# Task objective:
Edit everything from the line containing "of the yellow" down to the end of the rows, replacing "keypoint" with "marker" and leaving all else unchanged.

○ ○ ○ ○ ○ ○ ○

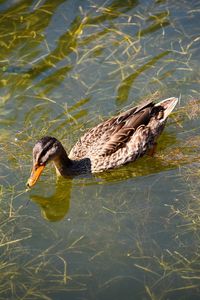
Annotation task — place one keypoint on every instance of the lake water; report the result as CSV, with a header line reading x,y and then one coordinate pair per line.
x,y
131,233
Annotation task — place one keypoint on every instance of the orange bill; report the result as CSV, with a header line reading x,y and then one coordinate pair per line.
x,y
35,174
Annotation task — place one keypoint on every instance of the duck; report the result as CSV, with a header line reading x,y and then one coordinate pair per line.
x,y
110,144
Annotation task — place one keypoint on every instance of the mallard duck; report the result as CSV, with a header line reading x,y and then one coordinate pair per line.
x,y
111,144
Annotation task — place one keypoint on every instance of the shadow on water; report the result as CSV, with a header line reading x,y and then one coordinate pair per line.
x,y
130,232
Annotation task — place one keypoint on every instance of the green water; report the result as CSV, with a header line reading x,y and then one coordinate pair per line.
x,y
131,233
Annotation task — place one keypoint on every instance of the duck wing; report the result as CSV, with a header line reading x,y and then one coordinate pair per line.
x,y
110,135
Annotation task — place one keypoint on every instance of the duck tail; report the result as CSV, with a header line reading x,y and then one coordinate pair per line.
x,y
168,105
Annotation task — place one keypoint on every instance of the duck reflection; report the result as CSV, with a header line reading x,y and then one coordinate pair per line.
x,y
55,207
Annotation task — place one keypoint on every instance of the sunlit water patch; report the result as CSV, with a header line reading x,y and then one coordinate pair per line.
x,y
130,232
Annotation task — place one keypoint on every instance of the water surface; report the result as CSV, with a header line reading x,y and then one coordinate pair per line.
x,y
128,233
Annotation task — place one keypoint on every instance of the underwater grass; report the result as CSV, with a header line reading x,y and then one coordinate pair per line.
x,y
103,53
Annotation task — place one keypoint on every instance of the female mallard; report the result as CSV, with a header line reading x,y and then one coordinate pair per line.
x,y
110,144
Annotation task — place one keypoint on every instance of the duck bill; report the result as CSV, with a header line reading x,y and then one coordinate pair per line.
x,y
35,174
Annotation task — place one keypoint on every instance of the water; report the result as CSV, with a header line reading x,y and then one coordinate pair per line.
x,y
128,233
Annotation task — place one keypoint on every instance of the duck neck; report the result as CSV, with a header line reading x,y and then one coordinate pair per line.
x,y
63,164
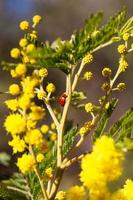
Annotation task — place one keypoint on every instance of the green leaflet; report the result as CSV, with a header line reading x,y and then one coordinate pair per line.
x,y
6,194
123,127
88,42
105,118
4,158
61,54
68,139
19,182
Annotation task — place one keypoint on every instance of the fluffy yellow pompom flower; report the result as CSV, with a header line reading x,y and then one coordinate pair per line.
x,y
21,69
104,164
24,25
34,137
23,42
37,19
121,87
39,157
102,194
50,88
106,72
128,190
30,48
24,102
15,53
75,192
26,59
44,128
123,65
121,48
17,144
53,136
89,107
26,163
61,195
88,58
88,76
14,89
37,113
12,104
126,36
41,94
83,130
43,72
15,124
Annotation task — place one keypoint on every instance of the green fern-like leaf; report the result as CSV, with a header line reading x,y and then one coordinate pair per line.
x,y
123,127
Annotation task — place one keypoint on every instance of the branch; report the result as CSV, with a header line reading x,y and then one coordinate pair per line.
x,y
45,195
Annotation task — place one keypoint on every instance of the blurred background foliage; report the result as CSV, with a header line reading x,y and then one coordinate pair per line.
x,y
60,19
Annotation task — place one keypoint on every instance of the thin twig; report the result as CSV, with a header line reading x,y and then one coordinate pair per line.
x,y
45,195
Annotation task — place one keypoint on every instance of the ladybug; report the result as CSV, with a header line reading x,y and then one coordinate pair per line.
x,y
62,99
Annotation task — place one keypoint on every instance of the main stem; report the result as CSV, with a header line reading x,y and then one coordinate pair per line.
x,y
61,126
60,130
44,193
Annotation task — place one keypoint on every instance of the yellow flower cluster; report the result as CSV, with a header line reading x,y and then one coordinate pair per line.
x,y
123,65
106,72
60,195
121,48
89,107
15,124
88,58
26,163
126,193
88,76
17,144
104,164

○ ○ ○ ○ ○ ○ ○

# Task answer:
Annotation task — place one marker on every instance of the yellow flower cluster; report the result as CSV, with a header line reading x,y and then one coordinate pair per line.
x,y
123,65
106,72
60,195
121,48
89,107
15,124
88,58
26,163
126,193
88,76
17,144
104,164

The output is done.